:: Enunciado da tarefa a ::
Para cada afirmação, indique se está de acordo com o acórdão apresentado abaixo. Responda sim ou não e cite textualmente as palavras decisivas do acórdão. (i) O relator do processo foi Frederico Macedo Branco. (ii) O tribunal de origem foi o TAF de Lisboa. (iii) A ação visa condenar o Município a reconhecer que o Autor é proprietário da faixa de terreno que ocupa.

:: Excerto da fonte ::

========

Acórdãos TCAN

Acórdão do Tribunal Central Administrativo Norte
Processo:00334/19.0BECBR
Secção:1ª Secção - Contencioso Administrativo
Data do Acordão:10/08/2021
Tribunal:TAF de Coimbra
Relator:Frederico Macedo Branco
Descritores:COMPETÊNCIA MATERIAL; RECONHECIMENTO DE PROPRIEDADE;
Sumário:1 – Os tribunais administrativos serão competentes para dirimir os litígios surgidos no âmbito das relações jurídicas públicas, devendo como tal considerar-se aquelas em que um dos sujeitos, pelo menos, seja uma entidade pública ou uma entidade particular no exercício de um poder público, atuando com vista à realização de um interesse público legalmente definido.

2 – Estando em causa uma Ação no sentido do Município ser condenado no reconhecimento de que o Autor é proprietário e legítimo possuidor da faixa de terreno ocupada por aquele, atendendo à causa de pedir e ao pedido formulado, é manifesto que estamos perante uma ação através da qual este pretende o reconhecimento judicial do seu direito de propriedade sobre a identificada parcela.

========

:: Dados fornecidos ::
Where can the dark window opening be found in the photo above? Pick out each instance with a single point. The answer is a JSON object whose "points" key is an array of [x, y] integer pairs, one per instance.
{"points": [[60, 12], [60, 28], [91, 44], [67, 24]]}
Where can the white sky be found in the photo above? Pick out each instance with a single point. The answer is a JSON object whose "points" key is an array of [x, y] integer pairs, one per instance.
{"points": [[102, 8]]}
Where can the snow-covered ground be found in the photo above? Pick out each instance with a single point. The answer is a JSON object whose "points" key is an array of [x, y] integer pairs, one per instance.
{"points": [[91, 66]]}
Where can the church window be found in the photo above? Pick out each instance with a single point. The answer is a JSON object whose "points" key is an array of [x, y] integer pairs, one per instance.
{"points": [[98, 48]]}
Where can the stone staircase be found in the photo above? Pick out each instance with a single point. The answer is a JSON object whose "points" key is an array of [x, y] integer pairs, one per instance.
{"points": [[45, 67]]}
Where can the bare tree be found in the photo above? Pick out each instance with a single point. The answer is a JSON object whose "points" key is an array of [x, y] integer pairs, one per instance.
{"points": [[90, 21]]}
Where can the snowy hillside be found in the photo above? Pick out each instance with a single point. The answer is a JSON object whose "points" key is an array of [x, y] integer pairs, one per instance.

========

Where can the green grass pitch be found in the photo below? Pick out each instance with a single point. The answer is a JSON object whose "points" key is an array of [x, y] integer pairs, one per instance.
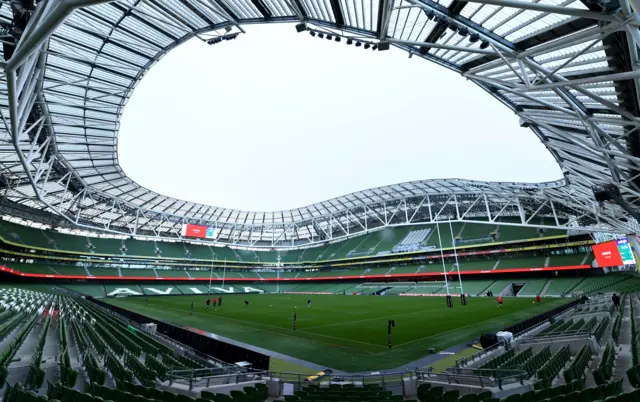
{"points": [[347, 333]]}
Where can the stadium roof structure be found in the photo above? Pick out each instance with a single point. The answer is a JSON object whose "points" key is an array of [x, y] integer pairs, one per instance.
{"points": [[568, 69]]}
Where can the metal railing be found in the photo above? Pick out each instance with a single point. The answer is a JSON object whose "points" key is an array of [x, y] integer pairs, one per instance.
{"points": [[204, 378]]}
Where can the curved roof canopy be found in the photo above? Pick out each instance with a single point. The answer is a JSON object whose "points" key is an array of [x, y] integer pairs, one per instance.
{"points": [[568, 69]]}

========

:: Enunciado da tarefa b ::
Liste todas as linhas dos registos que contêm a palavra "window", distinguindo maiúsculas de minúsculas.

:: Resposta à tarefa a ::
(i) Sim: "Relator:Frederico Macedo Branco".
(ii) Não: "Tribunal:TAF de Coimbra".
(iii) Sim: "Estando em causa uma Ação no sentido do Município ser condenado no reconhecimento de que o Autor é proprietário e legítimo possuidor da faixa de terreno ocupada por aquele".

:: Resposta à tarefa b ::
Where can the dark window opening be found in the photo above? Pick out each instance with a single point. The answer is a JSON object whose "points" key is an array of [x, y] integer pairs, one per instance.
Where can the church window be found in the photo above? Pick out each instance with a single point. The answer is a JSON object whose "points" key is an array of [x, y] integer pairs, one per instance.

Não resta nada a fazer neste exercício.